## [GIVEN TEXT]
○ ○ ○ ○ ○ ○ ○
While Jodi did a good job bringing the reader through the killing up to the acquittal, I actually found the marital discord between Cam, the police chief, and Allie much more compelling. It is interesting that Mia finally lit off. And the book did not end with a divorce and each partner starting over.

In real life, I think I saw my old friend's husband on a date with a young associate in a kind of pizza joint in a shopping centre far off the bitten track. No, I did not confront him. I stayed in my corner, ate my meal and walked off quietly while he had eyes only for her, she was a good twenty five years younger than him. I told my husband that I was not sure it was him. Until today I did not say a word to his wife.

He was a millionaire many times over. She had her own inherited wealth. I know she loved him much more than he felt for her. Even though she declared in public that she wanted to know the facts if her husband two timed her and that she would divorce him, I honestly doubt if she would. So it is really better that she does not know.

One man, Jamie, might love his Maggie enough to spare her a long, painful death. He was willing to risk going to prison for ten years or so. Allie probably loved Cam enough to forgive him as long as Mia no longer complicated the situation. The ending pointed to Allie taking Cam back in time to come.  

(1101) Lone Wolf by Jodi Picoult

This is a book that explores the area of what a person does if  a patient is unlikely to recover. Do we keep the life-sustaining machines on? Do we follow the patient's written will, if any, do we follow the legal next-of-kin's desire or take into consideration a minor, but a family member who probably knows the patient more in the immediate years prior to the accident that led to the medical dilemma?

Personally, my father-in-law was in a public hospital brain dead after a major operation. His children and his wife all agreed to switching off the machine. By the time his son who lived on the other side of the globe arrived, the deceased was being placed in a body bag to be removed to the mortuary. When I brought my children to see him for the last time in the ICU, he was breathing and warm to our touch. Although he was in a coma, he looked like he was asleep.

Another person I knew also went into a coma, I think it was after a major stroke. His family kept him alive for weeks on the machine. It must have cost a bomb. It usually costs about one thousand dollars per day in the ICU in a private hospital in this country. Lots of folks went to pray for the patient's miraculous recovery. Finally, after more than a year in a nursing home with around-the-clock nursing care and a host of machine assistance, he stopped breathing without ever regaining consciousness.

The overt reaction to the above two cases is : my sister-in-law and her husband both signed documents called the living wills. Such document gives the children or next-of-kin legal right to switch off machines so that the estate of the persons in coma would not be depleted by enormous hospital bills.

For me personally, I need not write such a will, I have zero medical insurance. If and when I were to go into an ICU, it would be in a government hospital. Since life sustaining machines are severely limited in numbers in any government hospital, what happened in case number two would technically be an improbable scenario.

(1100) Lost and Found by Jacqueline Sheehan

The version I read came from Reader's Digest condensed books.

If I am collecting canine stories helping at risk-folks for publication, this story will go into the first round of selection. It is just amazing to me how her deceased husband's joke about her as a life guard would lead to her being able to save his life bringing consequences at his demise. After all, it is just a joke, he was trying to make conversation with a beautiful young woman whom he hoped was going to become his wife.

Roxanne, the new widow in the book who happened to be a psychologist, took a leave of absence and headed to an island and started life anew as a part-time animal control warden. I guess her experience as her husband's veterinary assistant barely enabled her to cope with the cases she encountered on the small island. Time, friends and the non-threatening love of an injured dog brought her around. As in any story worth a rereading, it ended after some danger and an unlikely hero saved the day.
○ ○ ○ ○ ○ ○ ○
## [DATA SECTION]
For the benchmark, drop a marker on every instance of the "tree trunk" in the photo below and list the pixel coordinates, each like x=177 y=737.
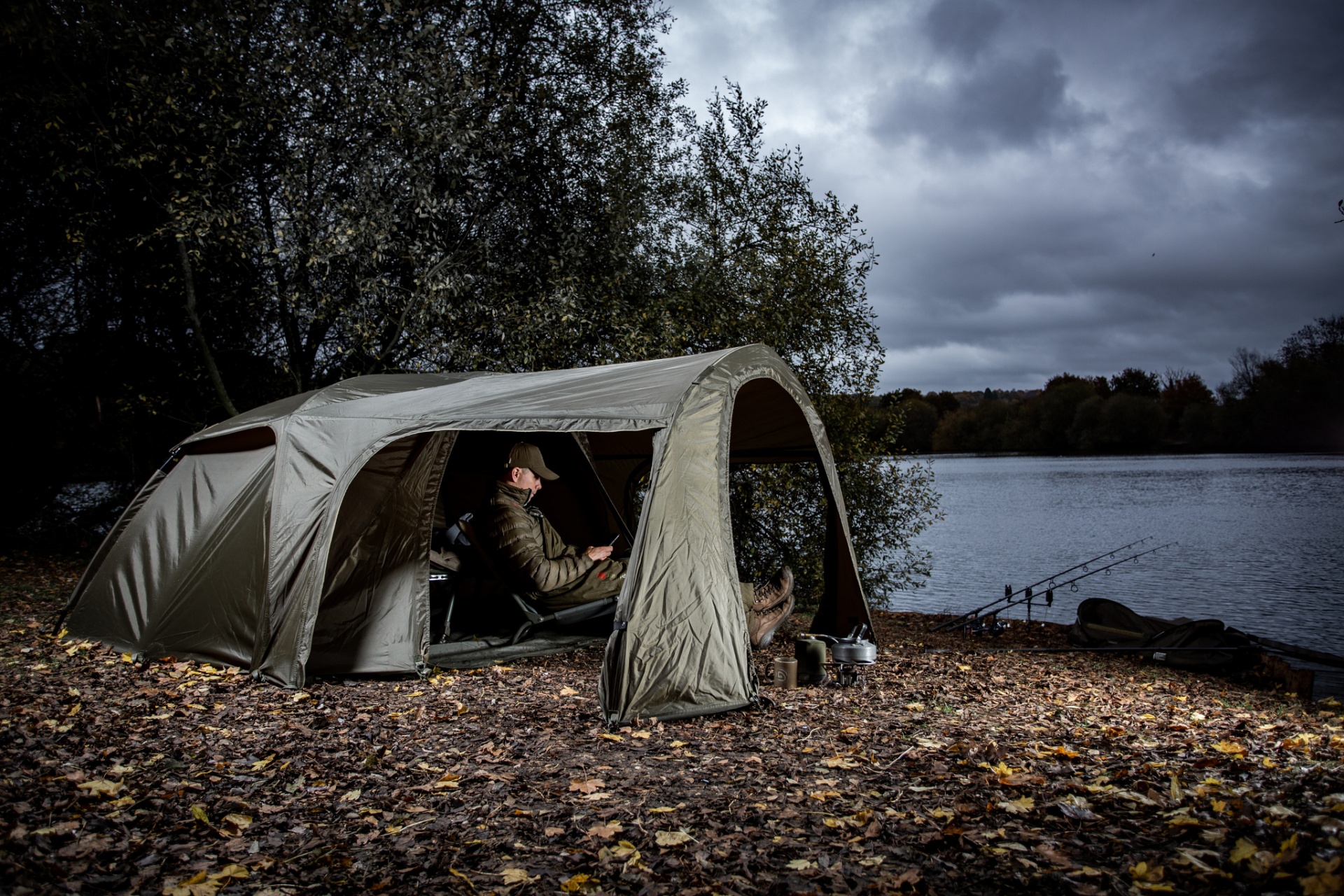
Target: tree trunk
x=201 y=333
○ ○ ○ ○ ○ ○ ○
Reproduce, word for word, the passage of the book-review text starting at "This is a book" and ending at "the medical dilemma?".

## [RESULT FOR THIS EXERCISE]
This is a book that explores the area of what a person does if  a patient is unlikely to recover. Do we keep the life-sustaining machines on? Do we follow the patient's written will, if any, do we follow the legal next-of-kin's desire or take into consideration a minor, but a family member who probably knows the patient more in the immediate years prior to the accident that led to the medical dilemma?